Section 194H of the Income Tax Act governs the deduction of TDS on commission or brokerage paid to residents. This provision ensures tax is collected at the source for intermediary earnings, whether it’s from agents, brokers, or service intermediaries. With recent updates in rates and thresholds, understanding its application is critical for businesses and professionals. Any misstep can lead to notices, penalties, or disallowance of expenses. Whether you are deducting or receiving commission, aligning your books with Section 194H requirements is key to accurate tax filing and seamless reporting.

Table of Contents

What Is Section 194H of the Income Tax Act?

Section 194H mandates the deduction of TDS on payments made as commission or brokerage to a resident, excluding professional services. The definition covers any remuneration received by an intermediary for facilitating transactions, typically in goods, assets, or services. Notably, this excludes securities and insurance commissions (the latter is governed by Section 194D).

It applies when an individual or entity pays commission over the prescribed threshold to a resident, making it a routine obligation in agency-based and sales-driven business structures.


Applicability and Scope of TDS on Commission

TDS under Section 194H must be deducted by:

  • Any entity (other than an individual/HUF) paying commission or brokerage

  • Individuals/HUFs only if turnover exceeds ₹1 crore (business) or ₹50 lakh (profession) in the preceding financial year.

□ □ □ □

Work to be completed:
Write out the passage of the Section 194H text between "What Is Section" and "by Section 194D).", inclusive, with its wording unchanged.

Data records:
□ □ □ □

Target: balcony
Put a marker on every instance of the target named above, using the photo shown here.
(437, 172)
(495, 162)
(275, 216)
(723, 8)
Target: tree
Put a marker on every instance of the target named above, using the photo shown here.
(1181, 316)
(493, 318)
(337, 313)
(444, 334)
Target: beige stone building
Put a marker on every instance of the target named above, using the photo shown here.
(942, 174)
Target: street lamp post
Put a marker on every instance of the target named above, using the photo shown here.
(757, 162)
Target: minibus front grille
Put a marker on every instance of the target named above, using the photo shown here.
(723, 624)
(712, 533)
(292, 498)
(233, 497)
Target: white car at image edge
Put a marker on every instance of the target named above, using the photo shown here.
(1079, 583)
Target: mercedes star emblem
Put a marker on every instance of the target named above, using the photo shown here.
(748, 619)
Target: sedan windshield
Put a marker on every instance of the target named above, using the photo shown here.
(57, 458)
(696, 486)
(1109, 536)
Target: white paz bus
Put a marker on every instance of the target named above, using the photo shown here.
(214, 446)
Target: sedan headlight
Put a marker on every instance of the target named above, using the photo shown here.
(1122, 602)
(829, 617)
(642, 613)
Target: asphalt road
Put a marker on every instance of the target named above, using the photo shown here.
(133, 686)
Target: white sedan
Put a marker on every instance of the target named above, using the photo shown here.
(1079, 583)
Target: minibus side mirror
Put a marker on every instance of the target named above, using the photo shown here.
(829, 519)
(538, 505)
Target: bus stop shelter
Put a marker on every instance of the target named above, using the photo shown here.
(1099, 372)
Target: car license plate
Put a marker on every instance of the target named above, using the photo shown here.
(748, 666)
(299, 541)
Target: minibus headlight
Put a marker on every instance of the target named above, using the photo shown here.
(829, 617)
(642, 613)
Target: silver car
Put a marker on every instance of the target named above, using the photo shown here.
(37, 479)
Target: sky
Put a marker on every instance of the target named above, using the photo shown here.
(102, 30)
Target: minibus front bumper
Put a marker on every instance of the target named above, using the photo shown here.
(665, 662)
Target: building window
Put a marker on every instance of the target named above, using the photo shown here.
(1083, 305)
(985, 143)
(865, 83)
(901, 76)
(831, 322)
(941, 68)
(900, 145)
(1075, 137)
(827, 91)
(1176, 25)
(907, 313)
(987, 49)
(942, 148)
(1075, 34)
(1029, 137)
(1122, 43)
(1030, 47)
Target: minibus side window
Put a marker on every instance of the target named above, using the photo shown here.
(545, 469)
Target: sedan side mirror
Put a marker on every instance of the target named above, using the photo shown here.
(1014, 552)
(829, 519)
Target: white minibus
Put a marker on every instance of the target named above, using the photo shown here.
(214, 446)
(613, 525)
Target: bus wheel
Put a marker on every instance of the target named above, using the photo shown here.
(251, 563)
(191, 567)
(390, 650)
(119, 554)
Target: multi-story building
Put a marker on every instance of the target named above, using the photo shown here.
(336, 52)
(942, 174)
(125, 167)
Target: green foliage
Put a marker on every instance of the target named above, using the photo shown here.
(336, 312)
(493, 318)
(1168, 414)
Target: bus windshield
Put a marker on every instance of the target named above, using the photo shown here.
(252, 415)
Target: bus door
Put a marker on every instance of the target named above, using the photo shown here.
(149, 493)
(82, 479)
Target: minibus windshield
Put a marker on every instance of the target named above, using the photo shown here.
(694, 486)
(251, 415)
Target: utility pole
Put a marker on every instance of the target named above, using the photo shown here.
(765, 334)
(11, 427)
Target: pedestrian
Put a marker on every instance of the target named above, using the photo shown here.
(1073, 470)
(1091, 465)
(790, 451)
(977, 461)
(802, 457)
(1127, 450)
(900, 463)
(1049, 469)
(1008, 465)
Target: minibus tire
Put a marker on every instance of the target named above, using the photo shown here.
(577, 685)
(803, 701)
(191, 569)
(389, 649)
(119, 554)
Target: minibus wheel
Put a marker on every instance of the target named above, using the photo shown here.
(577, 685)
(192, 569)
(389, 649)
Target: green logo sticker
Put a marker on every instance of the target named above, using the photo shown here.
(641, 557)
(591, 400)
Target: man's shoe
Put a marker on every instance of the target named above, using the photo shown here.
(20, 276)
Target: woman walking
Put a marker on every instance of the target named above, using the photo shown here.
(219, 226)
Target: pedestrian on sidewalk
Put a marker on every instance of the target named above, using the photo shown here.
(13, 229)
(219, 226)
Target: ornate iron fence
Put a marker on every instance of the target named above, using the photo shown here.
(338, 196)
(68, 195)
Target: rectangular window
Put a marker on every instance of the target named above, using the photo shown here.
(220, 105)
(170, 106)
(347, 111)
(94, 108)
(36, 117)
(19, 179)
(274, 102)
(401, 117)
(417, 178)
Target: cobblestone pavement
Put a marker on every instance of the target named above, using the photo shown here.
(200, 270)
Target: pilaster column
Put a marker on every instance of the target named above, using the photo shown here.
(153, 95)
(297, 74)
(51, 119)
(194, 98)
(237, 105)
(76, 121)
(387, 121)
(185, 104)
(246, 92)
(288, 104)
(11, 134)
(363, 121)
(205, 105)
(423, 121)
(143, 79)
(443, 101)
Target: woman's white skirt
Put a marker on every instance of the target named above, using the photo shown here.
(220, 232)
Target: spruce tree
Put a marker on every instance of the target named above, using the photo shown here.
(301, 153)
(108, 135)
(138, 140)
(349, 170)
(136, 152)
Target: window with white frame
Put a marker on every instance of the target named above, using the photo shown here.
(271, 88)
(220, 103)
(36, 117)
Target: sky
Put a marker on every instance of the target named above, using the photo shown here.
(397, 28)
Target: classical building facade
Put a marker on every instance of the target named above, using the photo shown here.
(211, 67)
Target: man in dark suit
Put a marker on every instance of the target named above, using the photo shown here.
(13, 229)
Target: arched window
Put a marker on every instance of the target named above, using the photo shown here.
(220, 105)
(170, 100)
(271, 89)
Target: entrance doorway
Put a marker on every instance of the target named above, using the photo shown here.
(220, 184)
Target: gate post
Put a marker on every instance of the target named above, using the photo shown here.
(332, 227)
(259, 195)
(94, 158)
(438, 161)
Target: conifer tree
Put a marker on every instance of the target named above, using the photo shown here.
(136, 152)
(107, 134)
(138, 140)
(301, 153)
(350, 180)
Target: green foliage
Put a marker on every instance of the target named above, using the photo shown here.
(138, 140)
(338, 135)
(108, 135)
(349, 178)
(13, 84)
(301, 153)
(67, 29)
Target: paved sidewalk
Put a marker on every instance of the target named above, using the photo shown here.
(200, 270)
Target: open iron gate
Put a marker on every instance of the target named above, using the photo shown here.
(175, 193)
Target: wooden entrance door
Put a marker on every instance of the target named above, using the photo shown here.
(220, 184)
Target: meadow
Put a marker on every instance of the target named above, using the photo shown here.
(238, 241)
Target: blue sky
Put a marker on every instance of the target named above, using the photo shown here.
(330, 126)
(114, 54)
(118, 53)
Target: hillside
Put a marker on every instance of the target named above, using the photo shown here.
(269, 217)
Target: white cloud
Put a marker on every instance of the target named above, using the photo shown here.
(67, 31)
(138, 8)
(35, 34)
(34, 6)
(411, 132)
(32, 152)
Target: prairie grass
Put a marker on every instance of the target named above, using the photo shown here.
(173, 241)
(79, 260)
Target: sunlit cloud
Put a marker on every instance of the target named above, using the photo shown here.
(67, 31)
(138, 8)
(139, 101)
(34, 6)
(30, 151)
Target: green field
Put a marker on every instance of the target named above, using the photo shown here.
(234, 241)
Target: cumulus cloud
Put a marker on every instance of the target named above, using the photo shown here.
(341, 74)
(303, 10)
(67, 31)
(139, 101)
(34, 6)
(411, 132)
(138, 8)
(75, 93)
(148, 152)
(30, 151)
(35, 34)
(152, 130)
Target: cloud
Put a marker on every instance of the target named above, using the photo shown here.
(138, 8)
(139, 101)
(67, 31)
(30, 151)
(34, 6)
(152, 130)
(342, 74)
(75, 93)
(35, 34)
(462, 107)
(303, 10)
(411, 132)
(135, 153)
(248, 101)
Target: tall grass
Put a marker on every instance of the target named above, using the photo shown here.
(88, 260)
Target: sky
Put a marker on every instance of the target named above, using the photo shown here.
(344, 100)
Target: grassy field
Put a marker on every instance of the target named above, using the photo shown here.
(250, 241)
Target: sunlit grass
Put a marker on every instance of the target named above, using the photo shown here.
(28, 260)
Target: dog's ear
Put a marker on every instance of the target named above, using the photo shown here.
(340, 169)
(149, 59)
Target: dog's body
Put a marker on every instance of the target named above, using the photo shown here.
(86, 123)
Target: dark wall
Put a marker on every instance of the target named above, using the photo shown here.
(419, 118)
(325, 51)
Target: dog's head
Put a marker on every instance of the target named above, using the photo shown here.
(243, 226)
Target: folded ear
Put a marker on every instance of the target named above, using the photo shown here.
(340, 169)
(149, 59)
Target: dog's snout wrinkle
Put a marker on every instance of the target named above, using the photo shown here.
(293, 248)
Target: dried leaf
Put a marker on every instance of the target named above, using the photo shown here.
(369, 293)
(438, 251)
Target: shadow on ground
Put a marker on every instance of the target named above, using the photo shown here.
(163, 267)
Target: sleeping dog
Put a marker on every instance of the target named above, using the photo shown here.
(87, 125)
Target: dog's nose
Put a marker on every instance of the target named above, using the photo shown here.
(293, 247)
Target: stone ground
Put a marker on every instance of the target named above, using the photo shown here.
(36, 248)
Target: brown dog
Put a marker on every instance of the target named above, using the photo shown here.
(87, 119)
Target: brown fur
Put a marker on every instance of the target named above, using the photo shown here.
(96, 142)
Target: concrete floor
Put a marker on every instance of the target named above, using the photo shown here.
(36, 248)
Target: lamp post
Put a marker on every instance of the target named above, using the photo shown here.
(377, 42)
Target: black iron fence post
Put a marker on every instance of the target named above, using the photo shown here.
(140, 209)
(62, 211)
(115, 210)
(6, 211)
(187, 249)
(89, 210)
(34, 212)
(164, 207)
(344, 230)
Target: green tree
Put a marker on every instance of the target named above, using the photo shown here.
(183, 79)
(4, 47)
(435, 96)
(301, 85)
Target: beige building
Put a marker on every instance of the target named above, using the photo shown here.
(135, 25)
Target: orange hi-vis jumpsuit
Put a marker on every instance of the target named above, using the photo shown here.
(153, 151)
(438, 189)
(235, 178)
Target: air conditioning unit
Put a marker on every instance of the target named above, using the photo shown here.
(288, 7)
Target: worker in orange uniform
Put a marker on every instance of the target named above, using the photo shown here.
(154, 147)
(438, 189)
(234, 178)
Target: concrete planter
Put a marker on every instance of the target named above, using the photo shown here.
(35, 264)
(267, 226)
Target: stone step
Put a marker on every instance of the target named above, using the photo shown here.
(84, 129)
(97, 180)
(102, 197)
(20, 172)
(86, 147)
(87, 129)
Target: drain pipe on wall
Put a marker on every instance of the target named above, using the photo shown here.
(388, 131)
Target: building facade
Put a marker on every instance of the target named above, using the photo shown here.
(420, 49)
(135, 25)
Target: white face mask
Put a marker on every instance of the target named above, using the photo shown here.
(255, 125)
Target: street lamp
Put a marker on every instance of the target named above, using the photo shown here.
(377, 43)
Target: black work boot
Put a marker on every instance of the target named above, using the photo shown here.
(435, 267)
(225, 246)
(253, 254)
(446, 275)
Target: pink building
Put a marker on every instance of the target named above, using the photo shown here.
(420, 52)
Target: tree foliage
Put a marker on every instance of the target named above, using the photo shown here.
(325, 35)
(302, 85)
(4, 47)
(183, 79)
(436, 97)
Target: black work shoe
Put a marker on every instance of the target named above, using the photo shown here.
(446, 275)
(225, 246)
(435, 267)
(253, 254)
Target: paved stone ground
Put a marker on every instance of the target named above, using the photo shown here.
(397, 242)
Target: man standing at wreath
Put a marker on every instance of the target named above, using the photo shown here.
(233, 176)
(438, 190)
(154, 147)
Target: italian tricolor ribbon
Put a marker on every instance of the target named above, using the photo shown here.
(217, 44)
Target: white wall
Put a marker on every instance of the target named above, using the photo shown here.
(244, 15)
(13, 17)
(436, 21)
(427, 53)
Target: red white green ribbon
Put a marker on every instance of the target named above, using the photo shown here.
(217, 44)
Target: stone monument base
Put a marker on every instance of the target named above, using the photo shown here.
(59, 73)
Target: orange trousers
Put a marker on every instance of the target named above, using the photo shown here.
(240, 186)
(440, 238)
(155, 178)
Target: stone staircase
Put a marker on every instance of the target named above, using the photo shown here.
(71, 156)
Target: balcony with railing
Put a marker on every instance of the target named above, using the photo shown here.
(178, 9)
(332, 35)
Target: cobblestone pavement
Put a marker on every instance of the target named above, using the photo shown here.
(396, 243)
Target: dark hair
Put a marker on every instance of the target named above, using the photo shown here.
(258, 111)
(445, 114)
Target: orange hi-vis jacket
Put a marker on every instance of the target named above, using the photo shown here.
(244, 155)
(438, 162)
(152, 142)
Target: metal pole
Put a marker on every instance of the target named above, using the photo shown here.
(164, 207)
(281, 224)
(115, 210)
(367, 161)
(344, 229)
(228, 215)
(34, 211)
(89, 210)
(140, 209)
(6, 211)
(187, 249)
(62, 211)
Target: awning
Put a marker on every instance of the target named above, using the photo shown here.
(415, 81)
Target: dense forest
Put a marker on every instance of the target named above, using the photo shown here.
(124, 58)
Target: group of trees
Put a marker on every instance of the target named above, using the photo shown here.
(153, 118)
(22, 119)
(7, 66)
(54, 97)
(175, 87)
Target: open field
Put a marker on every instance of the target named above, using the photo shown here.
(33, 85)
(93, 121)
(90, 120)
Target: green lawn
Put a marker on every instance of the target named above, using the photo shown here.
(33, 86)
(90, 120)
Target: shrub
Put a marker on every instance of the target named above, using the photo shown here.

□ □ □ □

Task response:
What Is Section 194H of the Income Tax Act?

Section 194H mandates the deduction of TDS on payments made as commission or brokerage to a resident, excluding professional services. The definition covers any remuneration received by an intermediary for facilitating transactions, typically in goods, assets, or services. Notably, this excludes securities and insurance commissions (the latter is governed by Section 194D).